> 課題一覧
1 > 農作物画像処理の文書によると、今は収穫量を何に頼って予測していますか。
2 > 農作物画像処理の文書で「収穫量は天候、病害虫」で始まる段落を、主な事実を残して箇条書きにまとめてください。
3 > 農作物画像処理の文書の続きを、最後の文のあとから書いてください。

説明

農作物画像処理プログラム、農作物画像処理方法及び農作物画像処理装置

【課題】農作物の画像を処理する農作物画像処理プログラム、農作物画像処理方法及び農作物画像処理装置の提供。
【解決手段】畝に植立された農作物の画像を育苗期、生育期、収穫期の適宜のタイミングで撮像し、得られた画像を画像取得部11にて取得する。領域分離処理部13は、農作物を表す領域と、土壌・雑草などの背景を表す領域とを分離する。育苗期に撮像された画像について領域分離を行った場合、畝線検出部14aは、領域分離後の画像を用いて直線検出を行うことにより、畝線を検出する。また、生育期、収穫期の画像について領域分離を行った場合、成長線検出部14bが直線検出を行うことにより、成長線を検出する。算出部15は、検出された畝線及び成長線を用いて農作物の高さを算出する。

【発明の詳細な説明】
【技術分野】
【0001】
本発明は、農作物の画像を処理する農作物画像処理プログラム、農作物画像処理方法及び農作物画像処理装置に関する。
【背景技術】
【0002】
大規模な圃場を抱える農業法人では、経営的観点から収穫量を予想することは重要である。現状では、収穫量を農業従事者の勘及び経験に頼って予測している。
【0003】
収穫量は天候、病害虫、実施作業など様々な要因に依存している。例えば、天候要因(落雷、強風、大雨、温度など)や生育要因(生理障害、病害虫、鳥獣害など)や人為的要因(植え忘れ、培土ミスなど)などが挙げられる。
【0004】
一方で、航空・衛星画像を用いた収穫量の予測手法が開示されている(例えば、特許文献1を参照)。この場合、農作物が反射する特有の波長を取得するために分光反射光画像を用いる。この画像を解析することにより、観察対象の圃場における農作物面積や生育度を推定し、収穫量を予測する。
【先行技術文献】
【特許文献】
【0005】
【特許文献1】特開2010−140296号公報
【発明の概要】
【発明が解決しようとする課題】
【0006】
しかしながら、特許文献1に記載された予測手法では、圃場面の真上から画像を撮影しているため、この画像から計算される農作物の収穫量は農作物面積を反映しているに過ぎず、農作物の高さを踏まえた正確な農作物の大きさを測定することはできない。
【0007】
本願は、上記の課題を解決するため、圃場面に線状に植立された農作物の高さを画像を用いて算出し、農作物の収穫量予測に利用することができる農作物画像処理プログラム、農作物画像処理方法及び農作物画像処理装置を提供することを目的とする。

> 提供された情報
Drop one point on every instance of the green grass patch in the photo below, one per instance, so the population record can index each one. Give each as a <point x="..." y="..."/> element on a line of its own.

> 期待される結果
1 > 農業従事者の勘と経験に頼って予測しています。

2 >
収穫量は次のような要因に左右される。
- 天候要因:落雷、強風、大雨、温度など
- 生育要因:生理障害、病害虫、鳥獣害など
- 人為的要因:植え忘れ、培土ミスなど

3 >
【課題を解決するための手段】
【0008】
本願に開示する農作物画像処理プログラムは、コンピュータに、圃場にて線状に複数植立する農作物の画像が記憶された記憶手段を参照して、前記農作物の第1生育段階において撮像された第1画像から、予め定められた農作物の色を表す色相の範囲の情報を基に、前記農作物を表す領域の画像を分離し、前記第1画像から分離された農作物を表す領域の画像から、圃場面における前記農作物の植立地点に漸近する第1の直線を検出して前記記憶手段に記憶し、前記記憶手段を参照して、前記第1画像と実質的に同一の位置から、前記農作物の第1生育段階より遅い第2生育段階において撮像された第2画像から前記色相の範囲の情報と前記第1の直線とを基に前記第1の直線上の農作物を表す領域の画像を分離し、前記第2画像から分離された農作物を表わす領域の画像を基に前記農作物の上端部を通る第2の直線を検出し、前記第1の直線と前記第2の直線との間の距離に基づいて、前記農作物の高さを算出する処理を実行させることを特徴とする。
【発明の効果】
【0009】
本願によれば、圃場面に線状に植立された農作物の高さを画像を用いて算出し、例えば、農作物の収穫量予測に利用することができる。
【図面の簡単な説明】
【0010】
【図1】本実施の形態に係る農作物の高さ算出システムの概要を説明する説明図である。
【図2】本実施の形態に係る算出装置の機能的構成を示す模式図である。
【図3】算出装置のハードウェア構成を示す模式図である。
【図4】畝線を検出する手順を説明するフローチャートである。
【図5】処理対象の画像の一例を示す模式図である。
【図6】背景分離及びセグメンテーションを行った画像の一例を示す模式図である。
【図7】畝線の検出結果の一例を示す模式図である。
【図8】農作物の高さを算出する手順を説明するフローチャートである。
【図9】処理対象の画像の一例を示す模式図である。
【図10】透視変換を用いた高さの算出手法を説明する説明図である。
【図11】実施の形態2に係る収穫量予測装置の機能的構成を示す模式図である。
【図12】重み関数の一例を示す模式図である。
【図13】収穫量予測装置による予測収穫量の算出手順を説明するフローチャートである。
【図14】農作物面積の実測値の一例を示す図である。
【発明を実施するための形態】
【0011】
以下、本願をその実施の形態を示す図面に基づいて具体的に説明する。
実施の形態1.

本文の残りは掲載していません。